====== Record set ======
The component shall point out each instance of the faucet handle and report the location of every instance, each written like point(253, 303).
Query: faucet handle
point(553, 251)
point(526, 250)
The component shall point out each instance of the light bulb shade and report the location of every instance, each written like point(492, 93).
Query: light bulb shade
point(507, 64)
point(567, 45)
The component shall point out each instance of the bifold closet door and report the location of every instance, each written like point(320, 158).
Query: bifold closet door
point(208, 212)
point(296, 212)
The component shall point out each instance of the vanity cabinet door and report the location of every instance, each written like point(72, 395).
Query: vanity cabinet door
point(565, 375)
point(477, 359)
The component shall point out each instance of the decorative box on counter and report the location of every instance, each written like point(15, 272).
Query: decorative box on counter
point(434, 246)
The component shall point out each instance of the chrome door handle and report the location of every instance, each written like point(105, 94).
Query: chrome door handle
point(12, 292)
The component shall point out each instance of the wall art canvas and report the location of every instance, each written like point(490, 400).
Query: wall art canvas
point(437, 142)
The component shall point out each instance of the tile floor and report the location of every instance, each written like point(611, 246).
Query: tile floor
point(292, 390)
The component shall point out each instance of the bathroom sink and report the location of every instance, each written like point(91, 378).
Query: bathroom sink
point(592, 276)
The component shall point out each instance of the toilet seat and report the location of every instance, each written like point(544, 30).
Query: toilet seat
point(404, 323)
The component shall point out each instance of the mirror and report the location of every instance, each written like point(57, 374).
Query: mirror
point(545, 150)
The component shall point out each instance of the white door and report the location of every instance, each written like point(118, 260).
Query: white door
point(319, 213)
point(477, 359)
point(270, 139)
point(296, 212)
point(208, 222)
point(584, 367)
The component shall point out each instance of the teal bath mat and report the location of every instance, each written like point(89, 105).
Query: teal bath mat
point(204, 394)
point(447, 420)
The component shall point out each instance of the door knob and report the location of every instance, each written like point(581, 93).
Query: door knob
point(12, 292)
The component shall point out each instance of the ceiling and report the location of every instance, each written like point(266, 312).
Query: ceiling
======
◆ **Brief**:
The entries above must be returned in full, exactly as shown.

◆ **Answer**:
The component shall point out each instance of the faucet handle and report the location of every instance, each written like point(253, 303).
Query: faucet handle
point(553, 251)
point(526, 250)
The component shall point out each instance of the light bulb shade and report the location of every instance, each written like point(492, 93).
Query: light bulb shade
point(507, 64)
point(567, 45)
The component shall point out each instance of the bifold closet door and report the location of every instance, each written like point(320, 158).
Query: bifold closet door
point(208, 212)
point(296, 212)
The component shall point out each instance of the vanity cabinet door and report the location of every instance, each written like point(72, 395).
Query: vanity cabinet door
point(565, 375)
point(477, 359)
The component shall point out each instance of the decorative box on counter and report the location of every instance, each written like point(15, 272).
Query: decorative box on counter
point(434, 246)
The component shall point out each instance of the chrome door handle and report the location of every instance, each written like point(105, 94).
Query: chrome door handle
point(12, 292)
The component shall point out each instance of the wall art canvas and report the location of every instance, each written like point(490, 400).
Query: wall art canvas
point(437, 142)
The component shall point out each instance of the tile floor and report the location of every instance, each written like point(611, 246).
Query: tile floor
point(292, 390)
The component shall point out each instance of the bathroom sink and report the location of every instance, each written like point(91, 378).
Query: bathroom sink
point(592, 276)
The component shall point out each instance of the toilet seat and report the location of every instance, each written like point(544, 30).
Query: toilet seat
point(404, 323)
The component shall point out each instance of the mirror and report the location of every instance, each written like point(57, 374).
Query: mirror
point(545, 150)
The component shall point out each instance of the white door and report the location of every instance, each written like point(118, 260).
Query: white door
point(319, 213)
point(477, 359)
point(270, 139)
point(296, 212)
point(208, 222)
point(584, 367)
The component shall point out each instance of the teal bath mat and report the location of every instance, each written like point(89, 105).
Query: teal bath mat
point(204, 394)
point(447, 420)
The component shall point out each instance of the door knob and report the location of every instance, each written like point(581, 93).
Query: door knob
point(12, 292)
The component shall point out each instance of the ceiling and report the location of every instance, each written like point(266, 312).
Query: ceiling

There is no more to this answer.